_Consigne 1_
Les affirmations (a), (b) et (c) s'accordent-elles avec l'extrait sur l'Union européenne et la mondialisation ? Pour chacune, répondez par oui ou non et citez mot pour mot les mots du texte qui tranchent.
(a) Le texte dit qu'on ne peut pas rebâtir l'OMC avant un certain temps.
(b) Le texte dit que ce sont les échanges entre pays qu'il faut craindre.
(c) Le texte dit que l'action publique doit forcer l'idéal d'entreprise.

_Extrait du texte_
——————————
En affirmant enfin ce qu’est « l’idéal d’entreprise » que l’action publique veut encourager, non pas en la forçant ou en la dénonçant mais en la stimulant, l’Union européenne et la France trouveraient la bonne réponse au procès de la mondialisation effrénée que nous allons vivre, avec ses accusations excessives et inutiles. 

Ce ne sont pas les échanges et les complémentarités entre pays que nous devons craindre mais l’effondrement du référentiel et du cadre d’application ! Puisqu’on ne peut rebâtir l’OMC avant un certain temps, que l’Union européenne dise enfin ce qu’elle veut et ne veut pas sur sa zone commerciale de la part des entreprises qu’elle accueille, en proposant un modèle répondant aux valeurs politiques de la démocratie européenne. 

Cet acte de souveraineté entraînera forcément de la part des acteurs privés des choix conséquents pour assumer leur responsabilité géopolitique qui est de construire un monde viable dans un cadre de valeurs respectées. Ces valeurs que leurs clients et employés défendent dans les urnes et exigeront des marques sans tarder.
——————————
_Extraits des données_

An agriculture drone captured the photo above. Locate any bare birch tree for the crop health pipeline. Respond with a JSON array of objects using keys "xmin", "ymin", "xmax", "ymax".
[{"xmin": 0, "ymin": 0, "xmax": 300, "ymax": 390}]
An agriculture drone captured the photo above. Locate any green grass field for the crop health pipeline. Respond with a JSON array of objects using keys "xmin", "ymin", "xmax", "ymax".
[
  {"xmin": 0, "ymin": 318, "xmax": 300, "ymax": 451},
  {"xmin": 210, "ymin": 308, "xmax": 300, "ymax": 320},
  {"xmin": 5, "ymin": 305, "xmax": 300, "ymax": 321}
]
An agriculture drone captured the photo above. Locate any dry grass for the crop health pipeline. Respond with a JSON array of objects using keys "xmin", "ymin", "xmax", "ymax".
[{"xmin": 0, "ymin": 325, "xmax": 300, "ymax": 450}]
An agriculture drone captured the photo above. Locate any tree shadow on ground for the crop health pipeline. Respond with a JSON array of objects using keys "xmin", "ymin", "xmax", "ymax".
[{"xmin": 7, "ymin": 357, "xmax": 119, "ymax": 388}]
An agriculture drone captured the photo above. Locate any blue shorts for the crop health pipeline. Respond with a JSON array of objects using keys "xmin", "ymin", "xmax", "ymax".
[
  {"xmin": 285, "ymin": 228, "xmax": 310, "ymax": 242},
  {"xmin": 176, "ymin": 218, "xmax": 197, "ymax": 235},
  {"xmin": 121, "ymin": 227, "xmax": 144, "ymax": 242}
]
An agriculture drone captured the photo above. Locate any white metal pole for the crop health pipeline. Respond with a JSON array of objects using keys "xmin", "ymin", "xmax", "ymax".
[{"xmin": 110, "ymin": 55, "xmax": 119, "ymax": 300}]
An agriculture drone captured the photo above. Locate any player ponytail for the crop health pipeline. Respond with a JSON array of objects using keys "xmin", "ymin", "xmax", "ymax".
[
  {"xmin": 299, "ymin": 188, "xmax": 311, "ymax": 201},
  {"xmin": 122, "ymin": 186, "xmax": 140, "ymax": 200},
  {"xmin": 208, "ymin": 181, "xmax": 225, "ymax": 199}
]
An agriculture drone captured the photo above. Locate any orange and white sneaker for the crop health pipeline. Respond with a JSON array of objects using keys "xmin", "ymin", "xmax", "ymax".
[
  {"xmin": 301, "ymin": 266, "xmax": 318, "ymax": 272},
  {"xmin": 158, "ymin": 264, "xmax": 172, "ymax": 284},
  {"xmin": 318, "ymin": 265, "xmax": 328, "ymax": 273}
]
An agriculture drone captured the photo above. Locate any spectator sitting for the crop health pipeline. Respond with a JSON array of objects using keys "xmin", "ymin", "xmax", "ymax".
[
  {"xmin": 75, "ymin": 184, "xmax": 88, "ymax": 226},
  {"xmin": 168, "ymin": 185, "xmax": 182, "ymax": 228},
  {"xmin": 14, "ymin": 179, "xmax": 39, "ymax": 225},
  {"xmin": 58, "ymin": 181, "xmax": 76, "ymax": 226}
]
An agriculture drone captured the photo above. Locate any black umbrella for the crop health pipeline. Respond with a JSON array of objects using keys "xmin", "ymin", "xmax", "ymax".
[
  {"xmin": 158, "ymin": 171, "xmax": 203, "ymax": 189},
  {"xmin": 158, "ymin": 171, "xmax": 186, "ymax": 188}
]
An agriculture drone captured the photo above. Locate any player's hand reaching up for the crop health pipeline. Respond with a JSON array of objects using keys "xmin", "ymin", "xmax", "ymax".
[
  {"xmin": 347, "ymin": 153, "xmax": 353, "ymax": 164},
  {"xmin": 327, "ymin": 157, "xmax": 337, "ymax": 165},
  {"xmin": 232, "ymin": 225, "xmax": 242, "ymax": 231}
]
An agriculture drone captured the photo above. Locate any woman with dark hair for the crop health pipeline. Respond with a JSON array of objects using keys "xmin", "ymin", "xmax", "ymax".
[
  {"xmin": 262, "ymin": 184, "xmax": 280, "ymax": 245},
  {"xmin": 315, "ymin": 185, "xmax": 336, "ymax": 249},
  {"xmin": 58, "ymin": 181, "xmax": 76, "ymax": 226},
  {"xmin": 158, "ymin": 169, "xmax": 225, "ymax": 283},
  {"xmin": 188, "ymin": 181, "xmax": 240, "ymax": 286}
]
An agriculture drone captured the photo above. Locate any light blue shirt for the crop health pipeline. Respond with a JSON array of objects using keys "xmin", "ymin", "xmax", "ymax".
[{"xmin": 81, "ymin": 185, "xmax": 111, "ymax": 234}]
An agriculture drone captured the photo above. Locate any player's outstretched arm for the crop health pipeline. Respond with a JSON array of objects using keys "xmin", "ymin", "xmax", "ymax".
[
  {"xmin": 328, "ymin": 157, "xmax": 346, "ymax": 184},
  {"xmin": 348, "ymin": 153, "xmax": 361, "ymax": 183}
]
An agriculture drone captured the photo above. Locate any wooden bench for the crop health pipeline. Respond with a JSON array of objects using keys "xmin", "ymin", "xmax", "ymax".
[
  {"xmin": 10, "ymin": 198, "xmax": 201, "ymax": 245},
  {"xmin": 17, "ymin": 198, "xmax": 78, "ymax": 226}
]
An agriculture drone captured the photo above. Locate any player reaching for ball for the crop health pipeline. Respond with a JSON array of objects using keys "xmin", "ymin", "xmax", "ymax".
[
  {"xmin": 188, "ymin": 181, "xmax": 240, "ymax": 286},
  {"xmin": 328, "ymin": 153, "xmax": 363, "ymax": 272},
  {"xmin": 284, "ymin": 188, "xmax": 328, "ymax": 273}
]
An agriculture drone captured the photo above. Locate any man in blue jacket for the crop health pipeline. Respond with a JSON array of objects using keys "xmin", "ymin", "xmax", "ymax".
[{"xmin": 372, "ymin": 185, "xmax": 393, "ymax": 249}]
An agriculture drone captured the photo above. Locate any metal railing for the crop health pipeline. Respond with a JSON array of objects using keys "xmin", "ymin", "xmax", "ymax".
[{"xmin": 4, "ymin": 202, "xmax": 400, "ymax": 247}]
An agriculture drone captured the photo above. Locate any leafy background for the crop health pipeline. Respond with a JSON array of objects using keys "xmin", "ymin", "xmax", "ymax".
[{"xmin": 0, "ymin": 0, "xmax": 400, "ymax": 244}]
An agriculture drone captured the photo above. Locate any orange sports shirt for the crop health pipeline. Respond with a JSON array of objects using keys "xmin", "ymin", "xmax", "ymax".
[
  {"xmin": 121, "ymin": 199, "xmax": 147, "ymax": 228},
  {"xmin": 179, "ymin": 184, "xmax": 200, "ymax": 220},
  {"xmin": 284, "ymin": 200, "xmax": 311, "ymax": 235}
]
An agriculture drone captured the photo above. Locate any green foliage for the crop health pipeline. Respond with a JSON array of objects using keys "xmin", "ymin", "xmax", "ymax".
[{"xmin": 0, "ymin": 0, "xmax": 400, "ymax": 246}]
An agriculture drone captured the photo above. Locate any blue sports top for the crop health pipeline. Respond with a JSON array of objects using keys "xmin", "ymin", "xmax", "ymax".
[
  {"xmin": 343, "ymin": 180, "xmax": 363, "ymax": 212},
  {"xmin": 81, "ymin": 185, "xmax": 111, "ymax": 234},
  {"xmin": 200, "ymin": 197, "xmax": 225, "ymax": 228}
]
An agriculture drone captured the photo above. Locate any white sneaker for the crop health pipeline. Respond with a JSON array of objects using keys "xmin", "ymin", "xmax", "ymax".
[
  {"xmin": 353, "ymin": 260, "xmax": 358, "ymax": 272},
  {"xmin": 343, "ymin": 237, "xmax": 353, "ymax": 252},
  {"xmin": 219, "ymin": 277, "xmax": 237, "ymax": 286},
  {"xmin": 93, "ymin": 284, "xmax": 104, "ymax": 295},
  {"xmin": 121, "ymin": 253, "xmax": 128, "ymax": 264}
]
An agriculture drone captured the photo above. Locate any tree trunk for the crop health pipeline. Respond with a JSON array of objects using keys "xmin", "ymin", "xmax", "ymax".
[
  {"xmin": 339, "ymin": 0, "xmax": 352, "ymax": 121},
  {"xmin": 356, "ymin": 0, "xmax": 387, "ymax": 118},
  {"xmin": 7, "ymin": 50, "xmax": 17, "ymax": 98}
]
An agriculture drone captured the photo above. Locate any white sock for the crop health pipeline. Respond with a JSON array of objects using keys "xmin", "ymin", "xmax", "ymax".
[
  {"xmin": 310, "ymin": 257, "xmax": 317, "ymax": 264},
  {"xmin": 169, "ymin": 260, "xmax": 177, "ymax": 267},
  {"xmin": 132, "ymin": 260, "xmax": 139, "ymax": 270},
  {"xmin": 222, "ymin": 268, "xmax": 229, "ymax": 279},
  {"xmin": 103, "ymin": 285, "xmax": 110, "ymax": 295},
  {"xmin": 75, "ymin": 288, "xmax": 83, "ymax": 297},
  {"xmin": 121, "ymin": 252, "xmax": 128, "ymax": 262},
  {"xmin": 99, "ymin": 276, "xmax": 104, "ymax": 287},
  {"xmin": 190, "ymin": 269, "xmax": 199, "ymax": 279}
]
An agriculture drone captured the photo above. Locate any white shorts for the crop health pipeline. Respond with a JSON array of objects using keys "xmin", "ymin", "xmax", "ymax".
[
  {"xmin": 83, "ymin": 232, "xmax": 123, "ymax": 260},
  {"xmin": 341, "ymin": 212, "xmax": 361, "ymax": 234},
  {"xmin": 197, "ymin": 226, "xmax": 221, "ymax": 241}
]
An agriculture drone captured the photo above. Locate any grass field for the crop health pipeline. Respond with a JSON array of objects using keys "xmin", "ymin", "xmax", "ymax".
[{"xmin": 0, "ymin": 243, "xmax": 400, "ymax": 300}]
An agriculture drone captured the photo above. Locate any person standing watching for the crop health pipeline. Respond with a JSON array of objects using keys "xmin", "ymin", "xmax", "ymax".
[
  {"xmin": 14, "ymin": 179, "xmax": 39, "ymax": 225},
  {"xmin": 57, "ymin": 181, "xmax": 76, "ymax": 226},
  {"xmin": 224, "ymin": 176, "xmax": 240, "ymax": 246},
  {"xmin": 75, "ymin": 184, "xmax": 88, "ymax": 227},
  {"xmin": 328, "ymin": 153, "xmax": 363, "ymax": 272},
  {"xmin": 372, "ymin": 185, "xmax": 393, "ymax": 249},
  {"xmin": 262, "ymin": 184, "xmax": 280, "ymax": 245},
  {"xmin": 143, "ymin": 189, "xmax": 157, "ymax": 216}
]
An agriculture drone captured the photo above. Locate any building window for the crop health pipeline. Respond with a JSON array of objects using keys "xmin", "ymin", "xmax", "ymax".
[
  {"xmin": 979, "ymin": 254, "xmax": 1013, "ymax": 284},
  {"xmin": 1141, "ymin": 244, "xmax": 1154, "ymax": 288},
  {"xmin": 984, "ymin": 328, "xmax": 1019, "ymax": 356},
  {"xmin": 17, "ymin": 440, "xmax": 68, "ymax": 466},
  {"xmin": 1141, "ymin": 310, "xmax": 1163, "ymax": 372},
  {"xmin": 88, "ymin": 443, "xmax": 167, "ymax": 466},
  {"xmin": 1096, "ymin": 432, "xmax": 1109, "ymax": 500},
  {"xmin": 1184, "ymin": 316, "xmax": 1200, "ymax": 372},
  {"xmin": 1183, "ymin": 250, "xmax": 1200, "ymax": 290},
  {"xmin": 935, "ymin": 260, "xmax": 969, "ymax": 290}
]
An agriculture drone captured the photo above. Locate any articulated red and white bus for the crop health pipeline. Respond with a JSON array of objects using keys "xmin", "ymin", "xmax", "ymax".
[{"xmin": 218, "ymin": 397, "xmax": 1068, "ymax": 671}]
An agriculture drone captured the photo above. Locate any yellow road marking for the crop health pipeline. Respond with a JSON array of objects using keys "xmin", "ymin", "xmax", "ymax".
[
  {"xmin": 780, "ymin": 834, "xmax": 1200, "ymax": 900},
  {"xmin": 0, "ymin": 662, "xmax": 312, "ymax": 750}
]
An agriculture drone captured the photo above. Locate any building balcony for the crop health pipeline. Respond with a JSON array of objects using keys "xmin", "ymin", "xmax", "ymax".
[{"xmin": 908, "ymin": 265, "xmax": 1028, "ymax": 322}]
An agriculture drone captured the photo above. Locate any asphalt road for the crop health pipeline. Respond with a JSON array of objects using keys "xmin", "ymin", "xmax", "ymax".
——————————
_Consigne 2_
Mettez sous forme de tableau Markdown à deux colonnes, « Rang » et « Ligne », la partie des entrées qui va de la ligne contenant « any building balcony » jusqu'à la fin des entrées, ces deux bouts compris. Laissez de côté les lignes vides.

_Réponse attendue 1_
(a) Oui : « Puisqu’on ne peut rebâtir l’OMC avant un certain temps »
(b) Non : « Ce ne sont pas les échanges et les complémentarités entre pays que nous devons craindre »
(c) Non : « non pas en la forçant ou en la dénonçant mais en la stimulant »

_Réponse attendue 2_
| Rang | Ligne |
|---|---|
| 1 | An agriculture drone captured the photo above. Locate any building balcony for the crop health pipeline. Respond with a JSON array of objects using keys "xmin", "ymin", "xmax", "ymax". |
| 2 | [{"xmin": 908, "ymin": 265, "xmax": 1028, "ymax": 322}] |
| 3 | An agriculture drone captured the photo above. Locate any asphalt road for the crop health pipeline. Respond with a JSON array of objects using keys "xmin", "ymin", "xmax", "ymax". |